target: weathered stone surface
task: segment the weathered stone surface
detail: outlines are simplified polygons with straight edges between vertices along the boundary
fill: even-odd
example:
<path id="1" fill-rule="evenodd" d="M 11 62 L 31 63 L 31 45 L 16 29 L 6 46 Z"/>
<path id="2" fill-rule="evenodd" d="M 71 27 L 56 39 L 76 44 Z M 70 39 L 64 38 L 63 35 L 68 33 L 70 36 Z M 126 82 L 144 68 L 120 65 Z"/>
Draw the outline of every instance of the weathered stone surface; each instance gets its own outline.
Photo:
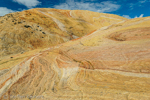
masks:
<path id="1" fill-rule="evenodd" d="M 80 11 L 73 12 L 76 18 Z M 57 46 L 6 57 L 0 98 L 150 100 L 149 24 L 150 17 L 121 21 Z M 20 63 L 11 66 L 11 61 Z"/>
<path id="2" fill-rule="evenodd" d="M 127 19 L 46 8 L 7 14 L 0 18 L 0 57 L 54 46 L 123 20 Z"/>

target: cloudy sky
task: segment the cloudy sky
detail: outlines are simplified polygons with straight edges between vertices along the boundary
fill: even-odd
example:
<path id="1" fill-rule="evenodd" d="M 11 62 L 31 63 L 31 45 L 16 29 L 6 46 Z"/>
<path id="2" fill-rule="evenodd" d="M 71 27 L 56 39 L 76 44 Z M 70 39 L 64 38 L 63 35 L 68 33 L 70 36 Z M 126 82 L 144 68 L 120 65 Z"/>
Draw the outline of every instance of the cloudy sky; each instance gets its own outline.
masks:
<path id="1" fill-rule="evenodd" d="M 126 18 L 150 16 L 150 0 L 0 0 L 0 16 L 32 8 L 90 10 Z"/>

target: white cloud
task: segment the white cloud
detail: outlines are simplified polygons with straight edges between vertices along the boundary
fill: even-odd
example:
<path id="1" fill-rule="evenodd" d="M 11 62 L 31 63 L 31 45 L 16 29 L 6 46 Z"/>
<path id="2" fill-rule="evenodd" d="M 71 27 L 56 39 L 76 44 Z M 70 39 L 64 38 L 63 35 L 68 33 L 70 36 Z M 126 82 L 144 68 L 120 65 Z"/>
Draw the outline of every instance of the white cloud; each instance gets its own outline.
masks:
<path id="1" fill-rule="evenodd" d="M 25 5 L 27 8 L 35 7 L 41 3 L 38 0 L 13 0 L 13 1 Z"/>
<path id="2" fill-rule="evenodd" d="M 6 7 L 0 7 L 0 16 L 4 16 L 5 14 L 15 12 L 14 10 L 8 9 Z"/>
<path id="3" fill-rule="evenodd" d="M 100 3 L 89 2 L 75 2 L 74 0 L 67 0 L 66 3 L 55 5 L 56 9 L 69 9 L 69 10 L 90 10 L 95 12 L 112 12 L 120 8 L 120 5 L 111 1 L 104 1 Z"/>
<path id="4" fill-rule="evenodd" d="M 144 16 L 144 14 L 141 14 L 139 17 L 135 16 L 134 18 L 141 18 L 143 16 Z M 128 19 L 132 19 L 129 15 L 123 15 L 123 17 L 128 18 Z"/>
<path id="5" fill-rule="evenodd" d="M 131 19 L 131 17 L 129 15 L 123 15 L 123 17 Z"/>

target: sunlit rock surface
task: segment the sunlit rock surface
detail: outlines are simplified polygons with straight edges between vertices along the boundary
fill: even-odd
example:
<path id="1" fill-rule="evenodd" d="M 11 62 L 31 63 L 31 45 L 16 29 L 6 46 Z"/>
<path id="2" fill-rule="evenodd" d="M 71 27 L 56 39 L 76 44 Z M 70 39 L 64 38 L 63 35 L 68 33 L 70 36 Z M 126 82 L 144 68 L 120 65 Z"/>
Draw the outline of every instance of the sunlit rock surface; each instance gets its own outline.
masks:
<path id="1" fill-rule="evenodd" d="M 66 27 L 75 25 L 74 34 L 81 38 L 4 56 L 1 100 L 150 100 L 150 17 L 126 20 L 89 11 L 33 10 L 53 20 L 59 34 L 69 34 Z M 72 24 L 64 22 L 66 16 Z M 83 33 L 77 18 L 87 27 Z M 101 18 L 108 23 L 103 26 Z"/>

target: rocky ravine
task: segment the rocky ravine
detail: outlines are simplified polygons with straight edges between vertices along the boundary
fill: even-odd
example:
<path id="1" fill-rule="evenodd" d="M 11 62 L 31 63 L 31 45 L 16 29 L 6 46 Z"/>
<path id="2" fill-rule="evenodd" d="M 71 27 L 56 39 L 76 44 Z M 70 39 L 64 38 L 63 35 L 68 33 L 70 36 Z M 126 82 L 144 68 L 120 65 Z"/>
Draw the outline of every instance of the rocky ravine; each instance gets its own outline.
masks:
<path id="1" fill-rule="evenodd" d="M 47 48 L 126 18 L 78 10 L 36 8 L 0 18 L 0 57 Z"/>
<path id="2" fill-rule="evenodd" d="M 150 17 L 121 21 L 2 59 L 1 100 L 149 100 L 149 24 Z"/>

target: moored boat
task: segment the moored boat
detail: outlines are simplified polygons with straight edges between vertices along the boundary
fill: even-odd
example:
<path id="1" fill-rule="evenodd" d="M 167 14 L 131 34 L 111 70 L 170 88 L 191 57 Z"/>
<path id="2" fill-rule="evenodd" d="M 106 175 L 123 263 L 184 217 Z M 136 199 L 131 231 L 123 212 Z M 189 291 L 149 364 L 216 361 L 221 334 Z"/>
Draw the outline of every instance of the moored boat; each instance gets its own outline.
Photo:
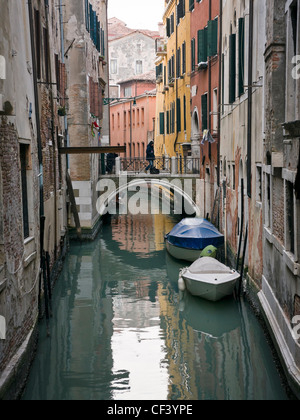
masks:
<path id="1" fill-rule="evenodd" d="M 220 261 L 202 257 L 180 272 L 179 282 L 184 281 L 194 296 L 216 302 L 233 293 L 240 274 Z"/>
<path id="2" fill-rule="evenodd" d="M 203 249 L 224 244 L 224 235 L 206 219 L 185 218 L 165 236 L 167 251 L 176 259 L 196 261 Z"/>

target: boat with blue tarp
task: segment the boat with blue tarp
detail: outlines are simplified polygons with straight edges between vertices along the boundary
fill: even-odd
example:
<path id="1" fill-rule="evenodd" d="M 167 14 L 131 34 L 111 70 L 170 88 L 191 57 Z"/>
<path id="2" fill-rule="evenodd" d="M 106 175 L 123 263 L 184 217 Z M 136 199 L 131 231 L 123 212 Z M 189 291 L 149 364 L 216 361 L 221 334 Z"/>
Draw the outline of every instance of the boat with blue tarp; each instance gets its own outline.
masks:
<path id="1" fill-rule="evenodd" d="M 165 236 L 165 242 L 172 257 L 196 261 L 206 247 L 223 246 L 224 235 L 206 219 L 185 218 Z"/>

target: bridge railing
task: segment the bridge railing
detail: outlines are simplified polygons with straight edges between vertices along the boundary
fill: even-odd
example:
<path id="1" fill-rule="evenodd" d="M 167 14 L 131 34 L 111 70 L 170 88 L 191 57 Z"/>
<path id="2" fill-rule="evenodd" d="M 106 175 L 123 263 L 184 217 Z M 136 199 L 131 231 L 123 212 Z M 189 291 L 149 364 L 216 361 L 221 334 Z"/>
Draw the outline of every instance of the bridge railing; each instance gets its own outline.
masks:
<path id="1" fill-rule="evenodd" d="M 122 172 L 127 172 L 135 175 L 145 175 L 146 168 L 149 161 L 145 158 L 121 158 L 117 157 L 114 165 L 106 173 L 119 175 Z M 154 167 L 159 169 L 160 174 L 166 175 L 191 175 L 200 174 L 200 159 L 192 158 L 190 156 L 179 157 L 156 157 L 154 160 Z M 148 170 L 148 173 L 150 171 Z"/>

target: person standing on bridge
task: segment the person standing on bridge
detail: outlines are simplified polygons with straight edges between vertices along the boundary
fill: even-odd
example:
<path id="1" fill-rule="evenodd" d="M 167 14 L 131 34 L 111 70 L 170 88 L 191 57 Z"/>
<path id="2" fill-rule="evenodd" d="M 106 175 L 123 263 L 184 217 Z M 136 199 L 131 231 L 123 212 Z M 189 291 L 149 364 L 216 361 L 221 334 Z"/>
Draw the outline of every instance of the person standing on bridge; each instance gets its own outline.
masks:
<path id="1" fill-rule="evenodd" d="M 147 166 L 147 168 L 145 169 L 145 172 L 147 173 L 147 171 L 153 168 L 153 162 L 155 160 L 155 154 L 154 154 L 154 142 L 153 140 L 150 141 L 150 143 L 147 146 L 146 149 L 146 160 L 148 160 L 149 165 Z"/>

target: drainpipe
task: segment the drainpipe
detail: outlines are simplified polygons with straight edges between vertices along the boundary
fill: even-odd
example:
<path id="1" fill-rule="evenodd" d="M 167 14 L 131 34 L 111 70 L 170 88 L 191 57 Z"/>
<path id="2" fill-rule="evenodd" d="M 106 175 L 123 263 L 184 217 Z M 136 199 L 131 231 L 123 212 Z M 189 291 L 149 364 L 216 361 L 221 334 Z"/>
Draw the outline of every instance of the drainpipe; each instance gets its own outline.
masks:
<path id="1" fill-rule="evenodd" d="M 40 222 L 41 228 L 44 219 L 44 181 L 43 181 L 43 154 L 42 154 L 42 140 L 41 140 L 41 125 L 40 125 L 40 111 L 39 111 L 39 95 L 37 86 L 37 65 L 35 56 L 34 44 L 34 28 L 33 28 L 33 13 L 32 13 L 32 0 L 28 0 L 28 15 L 30 27 L 30 41 L 31 41 L 31 54 L 32 54 L 32 74 L 33 74 L 33 87 L 34 87 L 34 101 L 35 101 L 35 120 L 36 120 L 36 135 L 38 146 L 38 161 L 39 161 L 39 183 L 40 183 Z M 42 230 L 42 229 L 41 229 Z M 42 258 L 43 253 L 43 235 L 40 235 L 40 253 Z"/>
<path id="2" fill-rule="evenodd" d="M 62 15 L 62 0 L 59 0 L 59 23 L 60 23 L 60 40 L 61 40 L 61 61 L 65 64 L 65 44 L 64 44 L 64 25 Z M 67 139 L 67 147 L 69 147 L 68 118 L 64 116 L 65 137 Z M 69 168 L 69 155 L 66 155 L 67 169 Z"/>
<path id="3" fill-rule="evenodd" d="M 219 30 L 219 87 L 218 87 L 218 144 L 217 144 L 217 183 L 218 187 L 221 187 L 221 180 L 220 180 L 220 131 L 221 131 L 221 80 L 222 80 L 222 37 L 223 37 L 223 0 L 220 0 L 219 4 L 219 24 L 220 24 L 220 30 Z M 222 89 L 224 87 L 222 86 Z"/>
<path id="4" fill-rule="evenodd" d="M 46 4 L 46 28 L 47 28 L 47 34 L 48 39 L 46 40 L 48 46 L 48 52 L 50 52 L 50 39 L 49 39 L 49 5 Z M 52 137 L 52 144 L 53 144 L 53 172 L 54 172 L 54 257 L 57 258 L 57 183 L 56 183 L 56 177 L 57 177 L 57 171 L 56 171 L 56 142 L 55 142 L 55 133 L 54 133 L 54 105 L 53 105 L 53 92 L 52 92 L 52 67 L 51 67 L 51 58 L 49 59 L 49 83 L 50 83 L 50 107 L 51 107 L 51 137 Z M 57 85 L 56 85 L 57 86 Z M 57 145 L 58 146 L 58 145 Z M 49 238 L 48 238 L 49 239 Z M 49 251 L 49 250 L 48 250 Z"/>
<path id="5" fill-rule="evenodd" d="M 252 82 L 253 82 L 253 0 L 249 9 L 249 60 L 248 60 L 248 133 L 247 133 L 247 194 L 251 198 L 251 166 L 252 166 Z"/>

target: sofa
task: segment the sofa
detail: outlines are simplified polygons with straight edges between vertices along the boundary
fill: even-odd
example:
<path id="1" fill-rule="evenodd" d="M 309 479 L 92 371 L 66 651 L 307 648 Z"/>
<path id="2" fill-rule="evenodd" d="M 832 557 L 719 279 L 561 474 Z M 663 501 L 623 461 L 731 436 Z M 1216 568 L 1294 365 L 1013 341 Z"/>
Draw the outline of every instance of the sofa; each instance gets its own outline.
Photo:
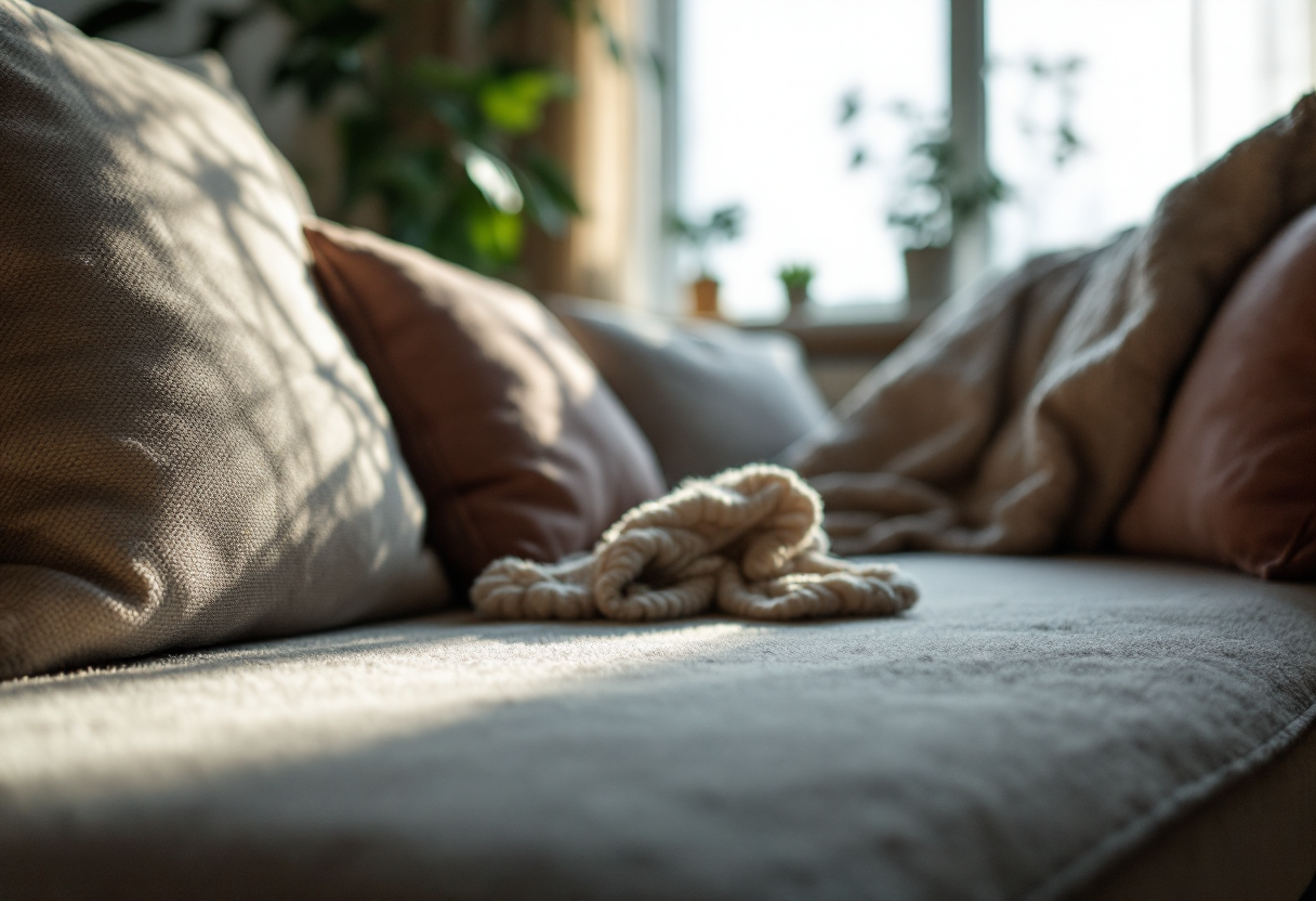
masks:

# [Task]
Reproduce the entries between the line holding "target: bridge railing" and the line holding "122 172 L 127", inclusive, with nothing changed.

# [Exercise output]
target: bridge railing
task: segment the bridge railing
detail: outlines are simplified polygons with straight edges between vertices along the boundary
fill: even-odd
example:
<path id="1" fill-rule="evenodd" d="M 167 14 L 131 34 L 111 70 L 170 88 L 191 57 Z"/>
<path id="2" fill-rule="evenodd" d="M 106 175 L 123 263 L 184 217 Z M 136 199 L 131 231 L 123 212 Z M 189 291 L 149 364 L 216 361 L 221 334 Z"/>
Draw the outline of every instance of the bridge railing; each instance gets its own outline.
masks:
<path id="1" fill-rule="evenodd" d="M 122 172 L 127 172 L 135 175 L 145 175 L 146 168 L 149 161 L 145 158 L 121 158 L 117 157 L 114 165 L 106 173 L 119 175 Z M 154 167 L 159 169 L 160 174 L 166 175 L 191 175 L 200 174 L 200 159 L 192 158 L 190 156 L 179 157 L 156 157 L 154 160 Z M 148 170 L 148 173 L 150 171 Z"/>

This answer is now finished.